» Task directions:
Write out exactly the lines between the line containing "[locate] the gabled" and the end of the records, counting both ends, and leave out all pictures.

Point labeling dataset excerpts

• • •

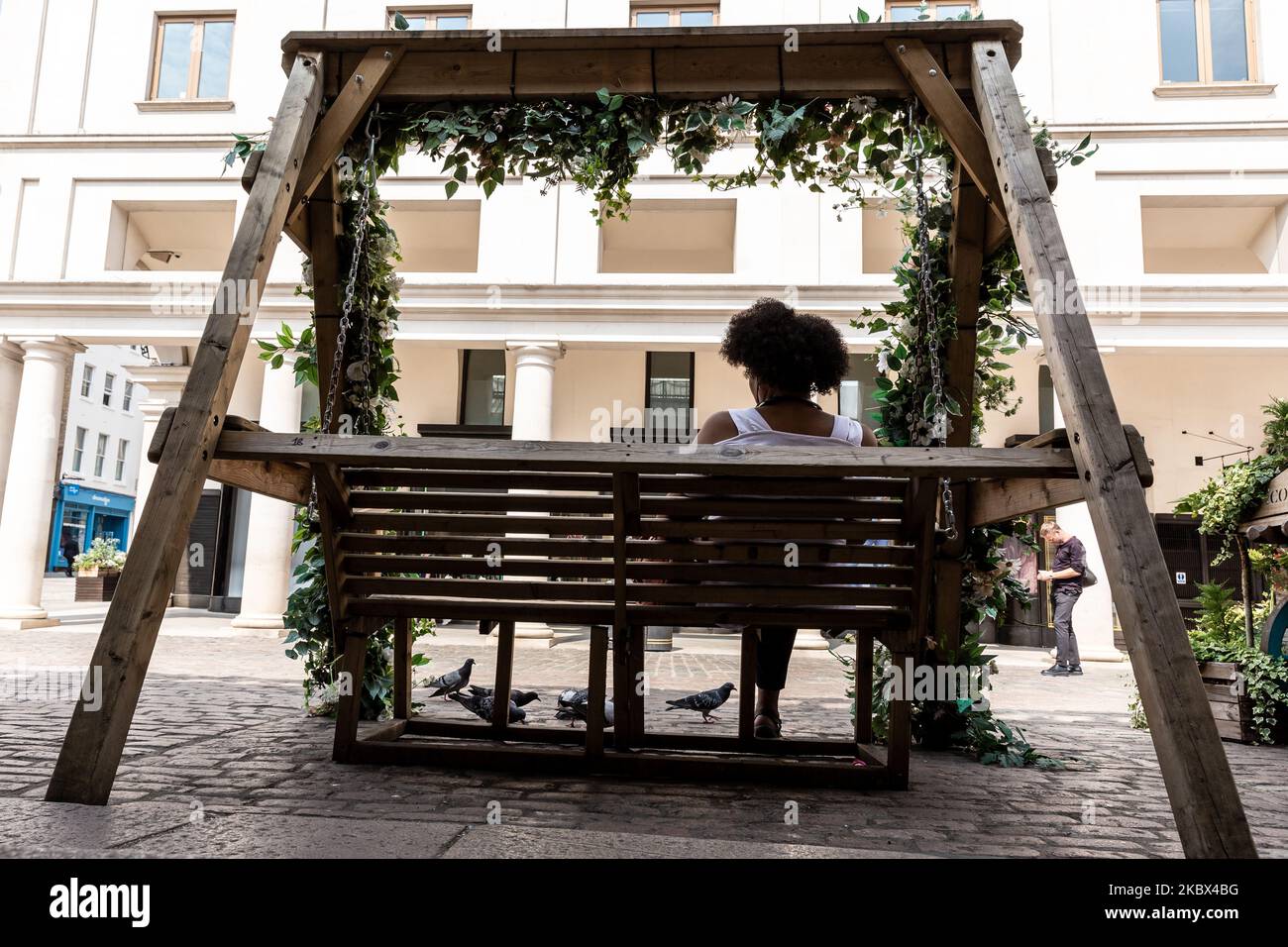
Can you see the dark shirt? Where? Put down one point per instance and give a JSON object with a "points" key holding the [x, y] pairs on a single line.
{"points": [[1069, 556]]}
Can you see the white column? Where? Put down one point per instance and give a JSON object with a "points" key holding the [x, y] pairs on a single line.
{"points": [[271, 522], [533, 388], [11, 377], [31, 480], [533, 420], [163, 384], [1094, 615]]}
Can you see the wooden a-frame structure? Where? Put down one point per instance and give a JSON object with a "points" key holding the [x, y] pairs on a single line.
{"points": [[961, 71]]}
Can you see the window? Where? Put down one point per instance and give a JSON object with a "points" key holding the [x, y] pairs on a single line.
{"points": [[445, 18], [910, 11], [78, 451], [670, 236], [101, 455], [883, 236], [674, 14], [669, 395], [1218, 234], [437, 236], [1046, 399], [483, 386], [855, 398], [1207, 42], [192, 58], [160, 236]]}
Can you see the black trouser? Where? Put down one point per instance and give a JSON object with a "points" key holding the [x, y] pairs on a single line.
{"points": [[773, 656], [1063, 600]]}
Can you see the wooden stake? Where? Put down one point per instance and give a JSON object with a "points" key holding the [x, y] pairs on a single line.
{"points": [[91, 750], [1199, 785]]}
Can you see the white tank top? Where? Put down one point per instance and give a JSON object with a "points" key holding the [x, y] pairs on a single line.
{"points": [[754, 431]]}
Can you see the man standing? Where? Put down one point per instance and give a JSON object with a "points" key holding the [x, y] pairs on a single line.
{"points": [[1065, 578]]}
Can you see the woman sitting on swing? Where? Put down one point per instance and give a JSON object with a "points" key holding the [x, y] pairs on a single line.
{"points": [[787, 357]]}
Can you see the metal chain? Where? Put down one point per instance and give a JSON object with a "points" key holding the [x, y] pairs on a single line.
{"points": [[938, 421], [368, 174]]}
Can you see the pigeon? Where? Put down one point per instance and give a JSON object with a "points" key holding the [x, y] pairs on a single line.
{"points": [[574, 706], [482, 707], [704, 702], [519, 697], [454, 681]]}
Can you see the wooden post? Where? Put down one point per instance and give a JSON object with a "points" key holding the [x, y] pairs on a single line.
{"points": [[503, 676], [403, 647], [747, 684], [91, 749], [966, 262], [596, 685], [863, 688], [325, 228], [1199, 785], [349, 706]]}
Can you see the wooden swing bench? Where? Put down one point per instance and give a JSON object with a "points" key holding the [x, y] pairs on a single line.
{"points": [[625, 536], [622, 536]]}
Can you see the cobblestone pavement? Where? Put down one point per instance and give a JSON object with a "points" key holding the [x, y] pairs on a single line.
{"points": [[222, 761]]}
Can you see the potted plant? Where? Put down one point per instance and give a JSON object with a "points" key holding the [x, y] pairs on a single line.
{"points": [[98, 570], [1247, 688]]}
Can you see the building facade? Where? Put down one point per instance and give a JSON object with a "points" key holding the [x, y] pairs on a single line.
{"points": [[101, 453], [116, 214]]}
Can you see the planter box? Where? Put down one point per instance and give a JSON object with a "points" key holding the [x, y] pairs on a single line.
{"points": [[95, 587], [1232, 710]]}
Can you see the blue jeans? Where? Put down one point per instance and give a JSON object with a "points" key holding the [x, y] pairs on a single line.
{"points": [[1065, 641]]}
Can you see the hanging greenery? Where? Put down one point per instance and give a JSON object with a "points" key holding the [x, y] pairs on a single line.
{"points": [[1229, 499], [858, 150]]}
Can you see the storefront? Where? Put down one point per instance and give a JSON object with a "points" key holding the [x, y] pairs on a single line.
{"points": [[81, 515]]}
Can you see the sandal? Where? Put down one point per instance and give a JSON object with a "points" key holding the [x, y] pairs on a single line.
{"points": [[771, 729]]}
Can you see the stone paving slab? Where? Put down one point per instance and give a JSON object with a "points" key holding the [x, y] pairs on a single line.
{"points": [[220, 724], [509, 841]]}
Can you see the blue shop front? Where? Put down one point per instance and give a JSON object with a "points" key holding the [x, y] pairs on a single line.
{"points": [[81, 515]]}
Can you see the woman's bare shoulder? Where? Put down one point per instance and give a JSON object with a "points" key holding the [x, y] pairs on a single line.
{"points": [[717, 427]]}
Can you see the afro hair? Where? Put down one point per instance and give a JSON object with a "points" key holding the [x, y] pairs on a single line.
{"points": [[786, 350]]}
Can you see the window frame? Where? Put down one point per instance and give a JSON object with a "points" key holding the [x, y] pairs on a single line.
{"points": [[930, 5], [78, 449], [465, 377], [674, 9], [1203, 42], [446, 11], [198, 21], [101, 455]]}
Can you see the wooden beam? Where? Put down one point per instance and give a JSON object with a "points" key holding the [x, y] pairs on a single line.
{"points": [[1199, 785], [288, 482], [451, 454], [995, 501], [342, 119], [958, 127], [91, 750]]}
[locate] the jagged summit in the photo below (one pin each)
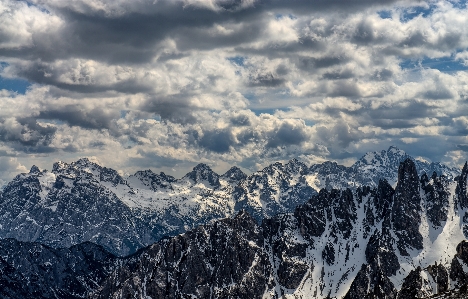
(203, 172)
(78, 193)
(234, 174)
(34, 170)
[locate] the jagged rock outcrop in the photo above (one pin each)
(340, 244)
(83, 201)
(32, 270)
(222, 260)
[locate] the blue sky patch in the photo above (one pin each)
(413, 12)
(238, 60)
(444, 64)
(385, 14)
(16, 85)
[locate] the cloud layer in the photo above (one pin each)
(168, 84)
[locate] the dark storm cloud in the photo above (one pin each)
(75, 115)
(287, 134)
(218, 141)
(131, 37)
(240, 120)
(171, 108)
(26, 135)
(344, 74)
(339, 135)
(408, 110)
(43, 73)
(266, 80)
(311, 63)
(382, 75)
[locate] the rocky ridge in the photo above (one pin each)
(406, 241)
(83, 201)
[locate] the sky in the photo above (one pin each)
(165, 85)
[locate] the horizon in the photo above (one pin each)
(167, 85)
(183, 172)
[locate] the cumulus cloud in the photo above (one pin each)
(249, 82)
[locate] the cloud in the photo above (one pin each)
(172, 83)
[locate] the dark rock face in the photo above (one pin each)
(31, 270)
(457, 273)
(406, 208)
(76, 208)
(370, 283)
(440, 276)
(348, 243)
(155, 181)
(412, 286)
(234, 175)
(461, 191)
(437, 195)
(224, 260)
(203, 172)
(279, 187)
(311, 216)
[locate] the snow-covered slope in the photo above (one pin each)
(83, 201)
(384, 242)
(402, 242)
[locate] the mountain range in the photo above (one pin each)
(83, 201)
(396, 230)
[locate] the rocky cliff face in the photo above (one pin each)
(380, 242)
(32, 270)
(366, 243)
(83, 201)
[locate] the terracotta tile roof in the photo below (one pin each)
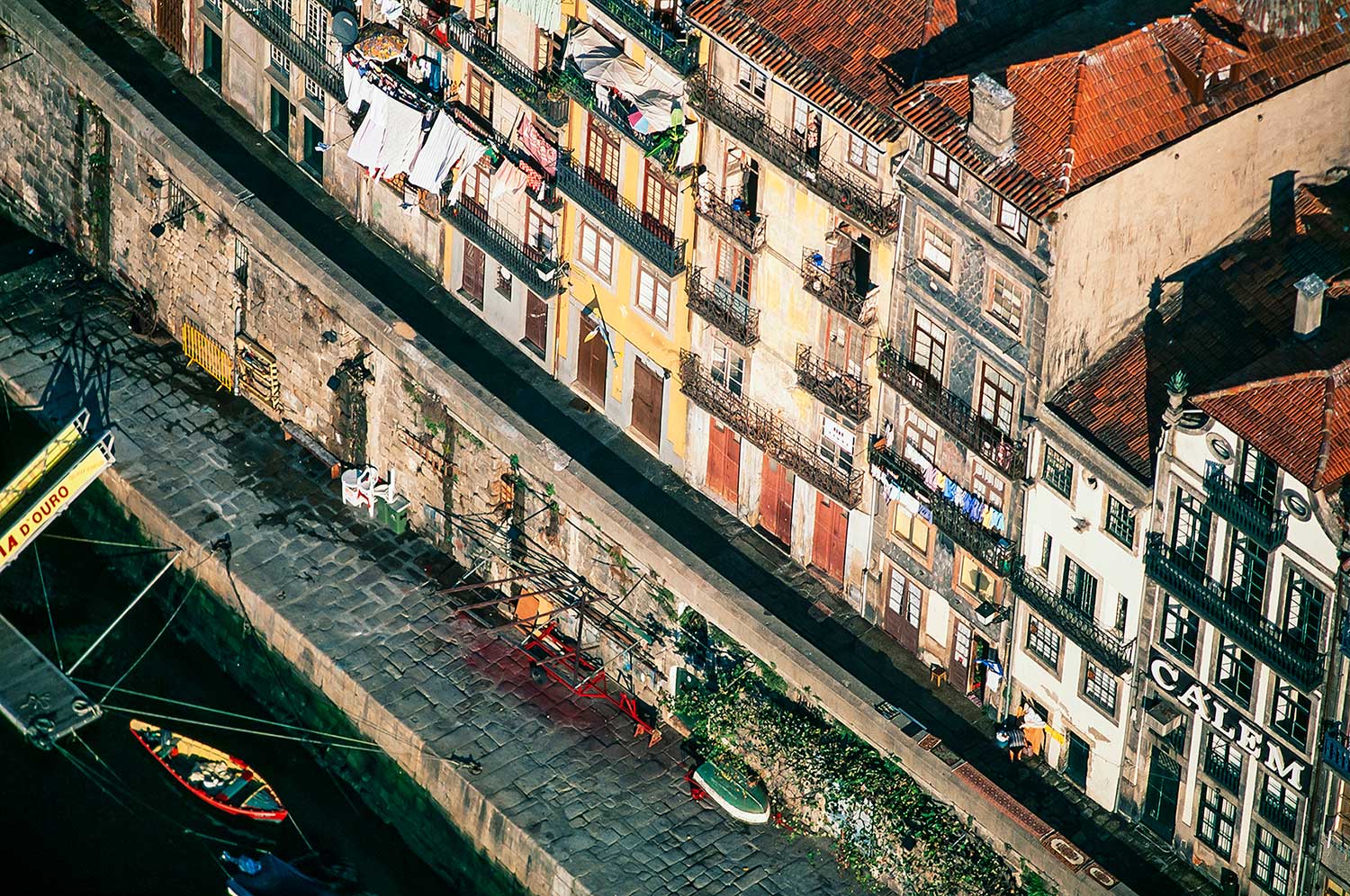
(1082, 116)
(1228, 321)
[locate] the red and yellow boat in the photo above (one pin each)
(223, 780)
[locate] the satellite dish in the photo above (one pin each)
(345, 29)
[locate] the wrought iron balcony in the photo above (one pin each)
(1080, 628)
(1258, 518)
(532, 266)
(1292, 658)
(839, 389)
(987, 547)
(861, 202)
(745, 228)
(639, 21)
(721, 308)
(663, 146)
(537, 89)
(313, 53)
(764, 429)
(950, 412)
(837, 288)
(604, 202)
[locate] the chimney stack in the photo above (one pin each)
(991, 115)
(1307, 309)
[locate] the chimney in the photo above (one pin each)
(991, 115)
(1307, 309)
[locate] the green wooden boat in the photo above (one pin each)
(739, 796)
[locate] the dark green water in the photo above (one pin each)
(140, 831)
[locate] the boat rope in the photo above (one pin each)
(46, 601)
(123, 614)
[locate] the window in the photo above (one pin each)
(996, 394)
(597, 250)
(728, 369)
(944, 169)
(1290, 714)
(1180, 629)
(1006, 300)
(478, 94)
(1247, 571)
(1191, 533)
(936, 248)
(1042, 641)
(1012, 221)
(1234, 671)
(929, 347)
(1101, 687)
(1079, 587)
(653, 296)
(1120, 521)
(1272, 863)
(912, 528)
(751, 78)
(1218, 817)
(1303, 606)
(863, 156)
(1058, 471)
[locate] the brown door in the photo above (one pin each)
(904, 610)
(536, 323)
(169, 26)
(591, 359)
(777, 501)
(831, 533)
(474, 264)
(958, 672)
(724, 461)
(647, 402)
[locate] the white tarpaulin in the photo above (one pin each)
(656, 94)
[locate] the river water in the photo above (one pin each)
(103, 817)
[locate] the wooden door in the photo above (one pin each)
(958, 672)
(724, 461)
(831, 534)
(474, 264)
(647, 402)
(777, 501)
(591, 359)
(904, 610)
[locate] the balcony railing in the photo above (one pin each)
(861, 202)
(662, 148)
(763, 428)
(1106, 647)
(534, 267)
(950, 412)
(680, 51)
(721, 308)
(1292, 658)
(744, 227)
(1261, 521)
(837, 288)
(315, 54)
(987, 547)
(536, 89)
(604, 202)
(839, 389)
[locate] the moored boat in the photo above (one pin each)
(215, 776)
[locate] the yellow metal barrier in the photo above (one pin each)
(208, 354)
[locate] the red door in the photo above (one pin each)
(777, 501)
(904, 610)
(724, 461)
(831, 533)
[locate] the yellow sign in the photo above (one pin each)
(46, 461)
(53, 499)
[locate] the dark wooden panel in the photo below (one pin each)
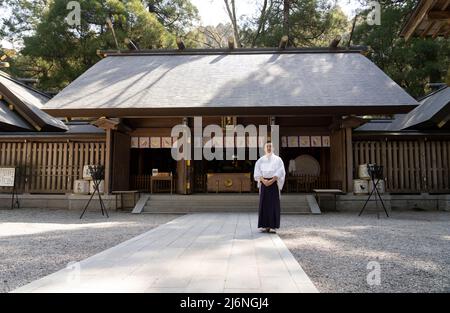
(121, 161)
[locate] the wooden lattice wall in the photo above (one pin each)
(50, 167)
(410, 166)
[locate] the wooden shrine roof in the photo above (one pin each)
(192, 82)
(430, 18)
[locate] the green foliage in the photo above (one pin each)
(311, 23)
(411, 64)
(57, 53)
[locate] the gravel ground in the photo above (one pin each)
(38, 242)
(334, 249)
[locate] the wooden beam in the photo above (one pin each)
(283, 42)
(438, 15)
(416, 19)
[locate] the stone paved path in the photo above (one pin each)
(210, 252)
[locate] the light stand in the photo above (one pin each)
(376, 174)
(97, 173)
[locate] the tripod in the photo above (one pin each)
(375, 172)
(97, 176)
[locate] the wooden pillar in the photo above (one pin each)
(185, 170)
(108, 161)
(341, 167)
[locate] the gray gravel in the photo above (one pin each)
(38, 242)
(334, 249)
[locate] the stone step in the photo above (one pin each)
(166, 203)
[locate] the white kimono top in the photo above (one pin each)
(269, 166)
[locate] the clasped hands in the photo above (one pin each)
(268, 182)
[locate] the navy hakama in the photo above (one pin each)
(269, 207)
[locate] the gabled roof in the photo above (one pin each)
(430, 18)
(27, 105)
(10, 120)
(432, 113)
(271, 79)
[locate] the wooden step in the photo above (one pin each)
(166, 203)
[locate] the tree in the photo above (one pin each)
(209, 36)
(411, 64)
(57, 52)
(176, 15)
(306, 22)
(231, 10)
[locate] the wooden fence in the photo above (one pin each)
(50, 167)
(410, 166)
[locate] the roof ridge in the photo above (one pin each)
(9, 77)
(221, 51)
(433, 93)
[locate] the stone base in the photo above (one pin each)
(393, 202)
(67, 201)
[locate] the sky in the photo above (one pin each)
(213, 12)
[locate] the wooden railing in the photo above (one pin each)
(409, 166)
(306, 183)
(143, 182)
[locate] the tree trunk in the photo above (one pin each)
(261, 21)
(232, 15)
(286, 7)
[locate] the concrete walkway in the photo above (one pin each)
(204, 252)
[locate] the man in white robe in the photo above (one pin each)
(270, 174)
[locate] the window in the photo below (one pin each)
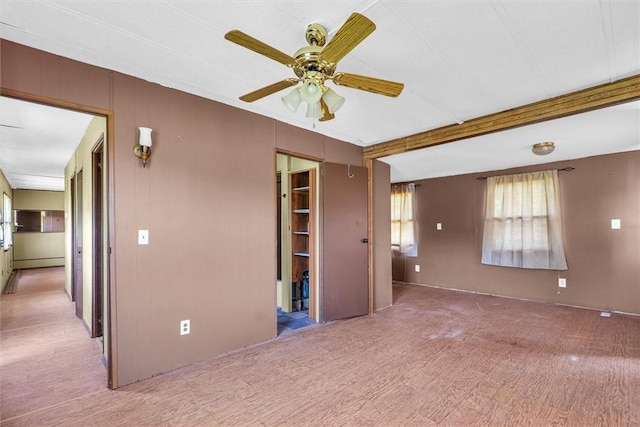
(6, 224)
(403, 226)
(523, 222)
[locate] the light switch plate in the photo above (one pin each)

• • •

» Expected answer:
[locate] the gabled roof in the photo above (one pin each)
(430, 18)
(27, 105)
(10, 120)
(432, 113)
(271, 79)
[locate] the wooden step in the photo above (one pin each)
(166, 203)
[locate] the tree in the photo above (one pin each)
(209, 36)
(411, 64)
(57, 52)
(176, 15)
(306, 22)
(231, 10)
[locate] the wooden fence in the photo above (one pin each)
(50, 167)
(410, 166)
[locate] the roof ridge in the photo above (one pin each)
(9, 77)
(221, 51)
(433, 93)
[locate] the stone base in the photo above (one pin each)
(393, 202)
(67, 201)
[locate] the sky in the photo above (one pin each)
(213, 12)
[locate] the wooden railing in the photo above (one pin each)
(409, 166)
(306, 183)
(143, 182)
[locate] the tree trunk in the photo above (one pin each)
(261, 21)
(232, 15)
(286, 7)
[locate] the concrete walkway in the photo above (one pin each)
(204, 252)
[locate] the man in white robe in the photo above (one pin each)
(270, 174)
[locate] the window in the photo below (one pin each)
(6, 224)
(403, 226)
(523, 222)
[locate] the light switch plate in the photo above (one pin each)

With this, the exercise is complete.